Lanjutkan berita tentang ancaman sanksi Golkar terhadap Ida Yulita Susanti, dimulai setelah kalimat terakhir yang ditampilkan.

• Teks yang Diberikan:

_ _ _ _

Terancam Sanksi Golkar, Ida: Saya Menjalankan Tugas Sebagai Anggota DPRD

ida.jpg
(istimewa)

RIAU ONLINE, PEKANBARU - Anggota Fraksi Golkar DPRD Kota Pekanbaru, Ida Yulita Susanti menanggapi santai terkait adanya ancaman pemberian sanksi kepada dirinya karena menolak keras revisi Rencana Pembangunan Jangka Menengah Daerah (RPJMD) Kota Pekanbaru.

DPD II Golkar Pekanbaru sangat menyayangkan sikap dua kadernya yang kini duduk di DPRD Pekanbaru, tidak sejalan dengan sikap partai. Terutama mengenai penolakan rapat Paripurna Revisi RPJMD Pekanbaru kemarin.

Partai berlambang pohon beringin ini menilai sikap dua kadernya tersebut, yakni Ida Yulita Susanti dan Sofia Septiana, sudah tidak sesuai dengan etika dan berseberangan dengan partai. Karena persoalan, DPD Golkar Pekanbaru, akan menyiapkan sanksi kepada kedua anggota dewan tersebut.

Ditegaskan Ida, terkait Ranperda itu, sebagai anggota fraksi dirinya maupun yang lainnya tak pernah terlibat dalam pembahasan perkembangan revisi RPJMD Pemko Pekanbaru.

"Tidak ada satu suratpun yang disampaikan kepada kami untuk berdiskusi terkait Ranperda RPJMD ini. Seharusnya Ketua fraksi memberikan informasi dengan menggelar diskusi bersama di fraksi terkait pandangan pandangan anggota fraksi," kata Ida, Jumat, 15 Mei 2020.

_ _ _ _

• Materi yang Diberikan:
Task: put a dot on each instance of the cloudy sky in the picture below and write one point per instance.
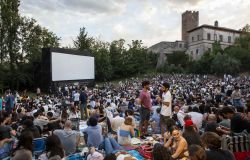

_ _ _ _

• Jawaban Latihan:
Lebih jauh, sampai hari ini tidak ada satupun intruksi dari partai baik secara tulisan maupun lisan dalam menentukan sikap terkait perubahan RPJMD ini, apakah menyetujui atau malah menolak.

"Karena tidak ada pembahasan dan arahan dari ketua fraksi, tentu kami berjalan sesuai dengan tugas dan fungsi yang melekat, yakni hak legislasi anggota DPRD dan pendapat kami berdasarkan dokumen yang kami miliki," lanjut Ida.

Sampai hari ini, Ida masih bersikukuh menolak hasil kerja Pansus revisi RPJMD ini, karena sudah jelas bertentangan dengan Permendagri Nomor 86 tahun 2017.



Diberitakan sebelumnya, Anggota DPRD Kota Pekanbaru Fraksi Golkar, Ida Yulita Susanti mengungkapkan keprihatinannya kepada beberapa anggota DPRD Kota Pekanbaru dan juga Walikota Pekanbaru, Firdaus.

Pasalnya, di tengah masyarakat yang kelaparan akibat Covid-19, Walikota Firdaus dan Menantunya yang juga Wakil Ketua DPRD Pekanbaru, Ginda Burnama malah memikirkan urusan megaproyek.

"Disaat masyarakat kelaparan, walikota dan menantu ngebet mau ngejar proyek yang habiskan anggaran triliun," tegas Ida, Selasa, 12 Mei 2020.

Tak hanya mengenyampingkan nasib rakyat yang tengah dilanda kelaparan akibat ketidakbecusan Pemko melaksanakan PSBB, mereka juga melanggaran ketentuan UU.

Ida dengan lantang menyebut paripurna yang dilakukan hari ini adalah paripurna haram. Karena bertentangan dengan Permendagri Nomor 86 tahun 2017 pasal 342 dimana perubahan RPJMD hanya bisa dilakukan jika kepala daerah memiliki sisa jabatan tiga tahun.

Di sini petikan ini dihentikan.